**Directions for this task**
Rewrite every row with each occurrence of "pin" renamed to "marker", changing nothing else, and leave the pictures out of your answer.

**Provided records**
----------
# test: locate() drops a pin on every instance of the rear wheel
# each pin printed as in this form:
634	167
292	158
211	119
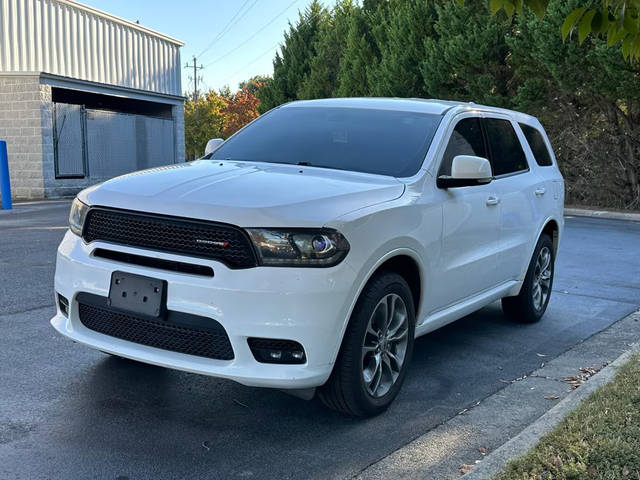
----------
**Correct answer**
# test: locate() drops a marker on every instance of the rear wheel
# each marker printed as in this form:
634	167
292	158
211	119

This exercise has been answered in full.